§ **TASK DIRECTIONS**
Return every line of the material exactly.
--- Start DATA PROVIDED ---
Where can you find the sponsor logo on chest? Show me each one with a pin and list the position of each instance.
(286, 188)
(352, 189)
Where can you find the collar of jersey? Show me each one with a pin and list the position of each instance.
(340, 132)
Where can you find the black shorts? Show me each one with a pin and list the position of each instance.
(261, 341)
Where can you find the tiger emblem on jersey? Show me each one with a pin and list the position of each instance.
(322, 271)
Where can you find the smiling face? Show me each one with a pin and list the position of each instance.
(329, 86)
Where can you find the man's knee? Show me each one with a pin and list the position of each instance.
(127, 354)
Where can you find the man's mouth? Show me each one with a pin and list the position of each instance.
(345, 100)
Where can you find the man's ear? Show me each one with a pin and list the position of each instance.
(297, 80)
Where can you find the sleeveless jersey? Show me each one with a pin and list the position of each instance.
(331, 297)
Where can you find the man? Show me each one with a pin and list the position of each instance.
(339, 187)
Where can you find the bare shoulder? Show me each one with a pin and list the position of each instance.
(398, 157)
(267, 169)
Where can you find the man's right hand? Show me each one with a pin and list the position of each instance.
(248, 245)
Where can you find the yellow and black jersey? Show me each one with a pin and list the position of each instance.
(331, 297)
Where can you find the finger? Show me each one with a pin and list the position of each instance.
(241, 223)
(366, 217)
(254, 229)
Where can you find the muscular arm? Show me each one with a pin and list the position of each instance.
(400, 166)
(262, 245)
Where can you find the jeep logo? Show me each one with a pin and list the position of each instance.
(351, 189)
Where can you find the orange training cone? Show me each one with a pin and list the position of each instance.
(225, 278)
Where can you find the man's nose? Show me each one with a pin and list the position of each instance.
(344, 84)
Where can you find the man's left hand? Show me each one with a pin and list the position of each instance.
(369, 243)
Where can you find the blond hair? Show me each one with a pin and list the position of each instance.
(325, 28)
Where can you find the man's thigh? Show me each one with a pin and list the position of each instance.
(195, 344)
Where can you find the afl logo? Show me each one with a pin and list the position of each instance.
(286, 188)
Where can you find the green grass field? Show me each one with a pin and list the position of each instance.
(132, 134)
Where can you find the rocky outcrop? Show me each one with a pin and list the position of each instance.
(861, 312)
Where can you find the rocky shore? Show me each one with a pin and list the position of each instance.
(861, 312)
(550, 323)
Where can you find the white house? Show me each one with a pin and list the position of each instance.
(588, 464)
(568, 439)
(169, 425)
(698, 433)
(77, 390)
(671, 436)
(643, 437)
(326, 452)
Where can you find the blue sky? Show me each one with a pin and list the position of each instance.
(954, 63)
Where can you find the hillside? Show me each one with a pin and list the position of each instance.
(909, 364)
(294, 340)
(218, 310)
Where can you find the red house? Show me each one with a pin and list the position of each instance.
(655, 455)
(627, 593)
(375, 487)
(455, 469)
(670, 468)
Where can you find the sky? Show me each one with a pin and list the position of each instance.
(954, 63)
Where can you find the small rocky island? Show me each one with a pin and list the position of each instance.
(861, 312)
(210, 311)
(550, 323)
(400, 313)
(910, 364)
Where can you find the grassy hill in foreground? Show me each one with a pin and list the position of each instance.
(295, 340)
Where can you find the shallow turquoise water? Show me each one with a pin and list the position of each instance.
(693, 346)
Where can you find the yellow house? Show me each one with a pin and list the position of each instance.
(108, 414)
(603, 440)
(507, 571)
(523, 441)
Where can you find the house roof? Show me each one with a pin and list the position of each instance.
--- End DATA PROVIDED ---
§ **SOLUTION TO THE EXERCISE**
Where can you find the sponsor logo on chest? Show me each one with a pin and list the position of each instance.
(286, 188)
(352, 189)
Where can you find the collar of jersey? Show me each one with a pin and list the position of each instance.
(340, 132)
Where can you find the black shorts? Show me each one with a pin and list the position of each instance.
(261, 341)
Where can you find the tiger emblem on jersey? Show me each one with a pin and list the position of each instance.
(322, 271)
Where can you find the smiling face? Show me each one with a pin and list the position of each instance.
(329, 86)
Where can you find the man's knee? Show me each one with a pin and list the position of each instance.
(127, 354)
Where can you find the man's mouth? Show me each one with a pin and list the position of each instance.
(345, 100)
Where can you find the man's ear? Show me each one with a pin and list the position of each instance.
(297, 80)
Where can you find the sleeveless jersey? Show me each one with a pin and list the position of each instance.
(331, 297)
Where can you find the man? Show me each one with a pin and list the position of each instance.
(339, 187)
Where can you find the bare shoulder? Show me each one with a pin and list the position of each instance.
(398, 157)
(267, 169)
Where can you find the man's right hand? Show me each one with a pin and list the position of each instance.
(248, 245)
Where can you find the yellow and black jersey? Show me each one with a pin and list the position of each instance.
(331, 297)
Where can you find the finger? Show me each one with a pin and list the position of each instance.
(241, 223)
(366, 217)
(254, 229)
Where can you find the muscular arm? Show me each one with a pin and list the position of each instance.
(400, 166)
(262, 245)
Where can you find the jeep logo? Show me each one with a pin and list the position of each instance.
(351, 189)
Where can you find the orange training cone? Show me each one with a pin and list the position of each instance.
(225, 278)
Where can you find the man's nose? Show me each one with a pin and list the position of each instance.
(344, 84)
Where can you find the man's left hand? Show me each one with a pin and list the position of each instance.
(369, 243)
Where can you find the blond hair? Show me each one with a pin and list the position of each instance.
(325, 28)
Where can you find the man's thigh? Show me each one with a pin and list the position of each instance.
(195, 344)
Where can you find the afl logo? Show me each one with a pin and list the position of each instance.
(286, 188)
Where can you find the green grass field? Show me each one with a pin and list the position of each instance.
(132, 134)
Where can you find the rocky outcrop? Show me each one with a pin and list the position of each instance.
(861, 312)
Where can you find the rocky shore? Show me each one with a pin and list the position of each instance.
(861, 312)
(550, 323)
Where can you find the white house? Show me each one with a pin and list the position of each instance.
(588, 464)
(568, 439)
(169, 425)
(698, 433)
(77, 390)
(671, 436)
(643, 437)
(326, 452)
Where can you find the blue sky? Show me each one with a pin and list the position of each instance.
(954, 63)
Where can you find the hillside? Show me each one with a pin and list the position of each instance.
(909, 364)
(294, 340)
(218, 310)
Where can you find the red house? Show me each one with a pin and list the position of each instance.
(655, 455)
(627, 593)
(375, 487)
(455, 469)
(670, 468)
Where can you find the sky? Show me each one with a pin and list the position of each instance.
(954, 63)
Where can you find the small rocky island? Show me each one with a pin and list the position of each instance.
(861, 312)
(210, 311)
(550, 323)
(400, 313)
(910, 364)
Where can you find the grassy hill in foreground? Show me each one with a pin and list the position of each instance.
(295, 340)
Where can you find the shallow turquoise water? Show me each one with a pin and list the position of each instance.
(693, 346)
Where can you find the yellow house? Show me each one with a pin and list the position of each instance.
(108, 414)
(603, 440)
(507, 571)
(523, 441)
Where can you find the house roof? Show me each one with a pin and list the position of each instance.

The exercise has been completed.